Instructions →
• A. In the article on school-season traffic policing, reproduce the portion between "He said police are" and "and secure manner.", inclusive, switching "young drivers" to "student drivers".
• B. Continue the article on police traffic enforcement around Rarotonga from the point at which it ends.

Reading text →
__________________________________________________

Police spokesman Trevor Pitt reiterated this as school started this week.
“The Police Service conducts traffic enforcement checks daily at various locations all around Rarotonga, and does not target school students specifically.
“However, students may well be subjected to enforcement measures, so it is advisable not to take driving responsibilities lightly,” Pitt said.
He said police are conscious that the roads will be busier as a result of school-bound traffic and urged all students to exercise care and courtesy while driving.
Safety helmets are a requirement and keeping to the speed limit is important.
Pitt said the co-operation of all parents and guardians in ensuring the safety of the young drivers is important.
“The police do not want to see young drivers suffer the consequences of traffic infringements but encourages better driving habits.
“Drivers aged 16-18 are subject to the conditions of a Learner's Licence.”
He said police officers will also be watchful over careless transportation of youngsters on the back of truck trays and ask that all drivers be sensible in carting their passengers in a safe and secure manner.

__________________________________________________

Provided data →
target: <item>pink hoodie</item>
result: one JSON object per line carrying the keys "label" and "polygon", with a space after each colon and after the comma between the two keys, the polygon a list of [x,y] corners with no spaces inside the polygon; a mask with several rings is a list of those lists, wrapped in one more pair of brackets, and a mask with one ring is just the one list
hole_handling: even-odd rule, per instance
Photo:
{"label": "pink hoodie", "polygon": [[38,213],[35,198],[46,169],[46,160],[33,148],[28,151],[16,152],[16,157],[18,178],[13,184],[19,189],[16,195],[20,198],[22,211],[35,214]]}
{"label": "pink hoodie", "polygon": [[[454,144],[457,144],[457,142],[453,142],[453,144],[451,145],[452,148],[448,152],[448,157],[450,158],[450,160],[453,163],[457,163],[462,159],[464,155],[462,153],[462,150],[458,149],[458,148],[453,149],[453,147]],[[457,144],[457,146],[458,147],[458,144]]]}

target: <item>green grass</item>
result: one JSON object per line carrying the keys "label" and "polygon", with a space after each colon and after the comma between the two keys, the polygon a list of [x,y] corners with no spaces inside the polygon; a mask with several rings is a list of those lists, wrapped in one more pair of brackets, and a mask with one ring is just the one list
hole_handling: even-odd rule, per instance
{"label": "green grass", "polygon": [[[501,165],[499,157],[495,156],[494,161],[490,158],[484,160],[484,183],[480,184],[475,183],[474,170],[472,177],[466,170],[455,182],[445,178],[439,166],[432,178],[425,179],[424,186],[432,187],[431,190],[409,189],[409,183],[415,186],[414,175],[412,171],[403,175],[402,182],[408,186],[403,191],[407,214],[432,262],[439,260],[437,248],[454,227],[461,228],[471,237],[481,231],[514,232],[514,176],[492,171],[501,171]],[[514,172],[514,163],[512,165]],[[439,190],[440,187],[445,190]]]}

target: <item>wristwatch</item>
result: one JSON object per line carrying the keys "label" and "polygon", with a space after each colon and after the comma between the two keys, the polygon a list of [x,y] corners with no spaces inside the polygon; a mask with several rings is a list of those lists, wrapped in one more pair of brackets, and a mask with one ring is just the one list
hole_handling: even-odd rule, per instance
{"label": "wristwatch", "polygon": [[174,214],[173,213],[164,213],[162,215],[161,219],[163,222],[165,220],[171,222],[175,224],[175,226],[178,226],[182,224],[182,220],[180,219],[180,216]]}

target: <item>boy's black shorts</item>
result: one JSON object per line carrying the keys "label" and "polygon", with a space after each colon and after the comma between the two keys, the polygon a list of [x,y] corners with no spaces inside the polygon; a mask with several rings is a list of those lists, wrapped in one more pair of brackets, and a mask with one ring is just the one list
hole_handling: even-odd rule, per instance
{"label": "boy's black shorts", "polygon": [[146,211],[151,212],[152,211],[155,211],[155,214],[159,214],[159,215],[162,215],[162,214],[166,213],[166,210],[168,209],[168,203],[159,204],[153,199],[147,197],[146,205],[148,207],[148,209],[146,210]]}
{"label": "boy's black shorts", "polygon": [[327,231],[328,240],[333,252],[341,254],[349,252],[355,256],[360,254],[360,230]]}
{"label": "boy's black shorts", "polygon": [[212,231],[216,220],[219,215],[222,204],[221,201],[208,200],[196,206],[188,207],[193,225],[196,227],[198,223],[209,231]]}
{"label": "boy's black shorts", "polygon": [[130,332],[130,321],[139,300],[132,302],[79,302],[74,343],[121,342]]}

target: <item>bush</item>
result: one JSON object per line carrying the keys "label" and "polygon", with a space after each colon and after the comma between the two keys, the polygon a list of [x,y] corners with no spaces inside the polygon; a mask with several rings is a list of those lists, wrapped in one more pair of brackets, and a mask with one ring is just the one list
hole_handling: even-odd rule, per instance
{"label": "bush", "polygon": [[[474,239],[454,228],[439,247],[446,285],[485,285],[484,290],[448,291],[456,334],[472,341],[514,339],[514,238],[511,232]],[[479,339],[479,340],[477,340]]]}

__________________________________________________

Answers to the exercise →
• A.
He said police are conscious that the roads will be busier as a result of school-bound traffic and urged all students to exercise care and courtesy while driving.
Safety helmets are a requirement and keeping to the speed limit is important.
Pitt said the co-operation of all parents and guardians in ensuring the safety of the student drivers is important.
“The police do not want to see student drivers suffer the consequences of traffic infringements but encourages better driving habits.
“Drivers aged 16-18 are subject to the conditions of a Learner's Licence.”
He said police officers will also be watchful over careless transportation of youngsters on the back of truck trays and ask that all drivers be sensible in carting their passengers in a safe and secure manner.

• B.
Meanwhile, Pitt said younger drivers have started performing better.
He said according to Health Ministry statistics on crash victims treated by the hospital, drivers 15-24 years old were not the majority of those involved in crashes for the first time compared to previous years.
He added that in the coming weeks, police will be announcing the commencement of the next Rider Education programme for youngsters.
This programme will be held for students attending Tereora College and Nukutere College.
“The course is aimed at developing safe habits and a better driving culture by targeting those recently or about to become licensed. Students are taken through comprehensive learning of the rules and undergo practical training”.